Exercise goal:
Lay out every line of the items below as a numbered list, leaving out any blank lines.

Supplied data:

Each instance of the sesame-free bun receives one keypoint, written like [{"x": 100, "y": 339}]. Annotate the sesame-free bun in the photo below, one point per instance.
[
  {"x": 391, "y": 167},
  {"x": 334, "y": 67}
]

Reply:
1. Each instance of the sesame-free bun receives one keypoint, written like [{"x": 100, "y": 339}]. Annotate the sesame-free bun in the photo below, one point per instance.
2. [
3.   {"x": 391, "y": 167},
4.   {"x": 334, "y": 67}
5. ]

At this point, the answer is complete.